The reported result: a better accuracy/readability frontier

The baseline trade-off is familiar. Strong predictors like TabPFN perform well but are hard for the evaluator LLM to reason about from text. Simpler models such as OLS or tiny trees are more interpretable but less predictive.

AGENTIC-IMODELS find models that occupy a better region of the frontier. The paper highlights examples such as:

HingeEBM (5bag): normalized prediction rank 0.19 and agent interpretability 0.71, nearly matching TabPFN’s predictive rank while far exceeding its interpretability score.
TeacherStudentRuleSpline: normalized prediction rank 0.36 and interpretability 0.80.

The paper also checks generalization. Held-out predictive ranks correlate with original ranks at r = 0.78. Development-vs-held-out interpretability correlates at r = 0.65 after excluding reward-hacking regions. Alternative evaluator LLMs correlate with GPT-4o scores, but the exact model family discovered can shift with the evaluator.

Downstream impact on BLADE

The most practical result is the BLADE benchmark experiment. The authors package 10 evolved regressors and give them to four agentic data-science systems. Average scores improve for all four:

Copilot CLI + Gemini-2.5-pro: 4.36 → 7.52 (+72.5%).
Copilot CLI + Sonnet-4.5: 5.37 → 7.90 (+47.0%).
Claude Code + Sonnet-4.6: 6.16 → 8.15 (+32.3%).
Codex CLI + GPT-5.3: 8.09 → 8.73 (+7.9%).

The improvement is not explained away by merely emphasizing existing interpretability packages. The paper includes controls for imodels and interpretML, and those controls are weaker than AGENTIC-IMODELS.

A useful reading: weaker agents benefited more because the better tool interface compensated for weaker analysis habits. Stronger agents still improved, but less dramatically.

[ABOUT THIS TASK]
In the AGENTIC-IMODELS excerpt, what was the average BLADE score for Claude Code + Sonnet-4.6 before and after it received the evolved regressors? The listing has nothing to do with the AGENTIC-IMODELS excerpt.

[RECORDS SHOWN]

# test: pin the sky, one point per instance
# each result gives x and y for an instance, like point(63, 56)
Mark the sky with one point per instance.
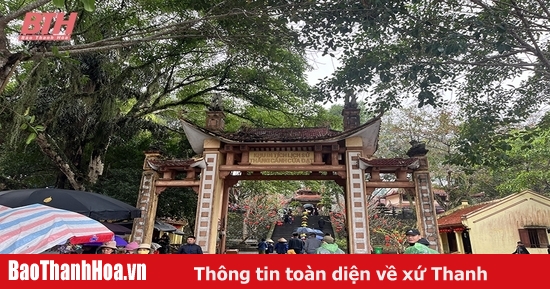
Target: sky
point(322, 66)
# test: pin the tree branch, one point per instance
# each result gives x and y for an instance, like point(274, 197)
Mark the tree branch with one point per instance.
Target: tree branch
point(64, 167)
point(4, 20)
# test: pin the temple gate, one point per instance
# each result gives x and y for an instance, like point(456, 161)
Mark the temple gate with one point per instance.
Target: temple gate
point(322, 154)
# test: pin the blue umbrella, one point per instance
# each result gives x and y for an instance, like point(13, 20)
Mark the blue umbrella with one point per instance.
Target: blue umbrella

* * *

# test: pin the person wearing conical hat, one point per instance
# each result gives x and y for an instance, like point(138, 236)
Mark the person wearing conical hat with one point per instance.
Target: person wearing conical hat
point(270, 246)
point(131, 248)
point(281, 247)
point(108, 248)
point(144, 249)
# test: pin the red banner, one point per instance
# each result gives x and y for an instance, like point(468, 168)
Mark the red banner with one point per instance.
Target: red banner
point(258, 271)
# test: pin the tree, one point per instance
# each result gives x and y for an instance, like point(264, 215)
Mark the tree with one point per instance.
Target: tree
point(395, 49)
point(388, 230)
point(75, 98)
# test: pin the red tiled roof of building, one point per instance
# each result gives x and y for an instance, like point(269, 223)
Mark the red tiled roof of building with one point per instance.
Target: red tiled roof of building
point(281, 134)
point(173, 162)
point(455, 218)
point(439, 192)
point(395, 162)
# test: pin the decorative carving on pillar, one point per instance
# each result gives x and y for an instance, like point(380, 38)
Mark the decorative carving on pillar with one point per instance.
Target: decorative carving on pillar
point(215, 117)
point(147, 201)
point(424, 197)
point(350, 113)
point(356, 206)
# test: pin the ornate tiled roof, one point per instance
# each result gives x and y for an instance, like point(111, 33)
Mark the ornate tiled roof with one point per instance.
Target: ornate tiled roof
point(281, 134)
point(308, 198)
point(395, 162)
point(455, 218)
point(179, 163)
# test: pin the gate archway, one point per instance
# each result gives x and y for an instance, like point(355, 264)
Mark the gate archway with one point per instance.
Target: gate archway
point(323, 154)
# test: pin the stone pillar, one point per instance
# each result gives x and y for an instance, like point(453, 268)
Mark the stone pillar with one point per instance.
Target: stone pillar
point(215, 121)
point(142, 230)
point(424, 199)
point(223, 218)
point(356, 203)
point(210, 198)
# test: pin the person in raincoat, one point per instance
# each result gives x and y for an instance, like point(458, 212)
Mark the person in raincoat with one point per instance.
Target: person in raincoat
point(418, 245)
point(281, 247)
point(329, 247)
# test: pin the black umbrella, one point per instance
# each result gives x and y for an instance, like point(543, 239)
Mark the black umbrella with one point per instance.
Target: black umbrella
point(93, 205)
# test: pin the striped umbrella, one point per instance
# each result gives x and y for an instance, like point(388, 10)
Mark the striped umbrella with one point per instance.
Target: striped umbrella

[RESULT FOR THIS TASK]
6.16 before and 8.15 after, an increase of 32.3%.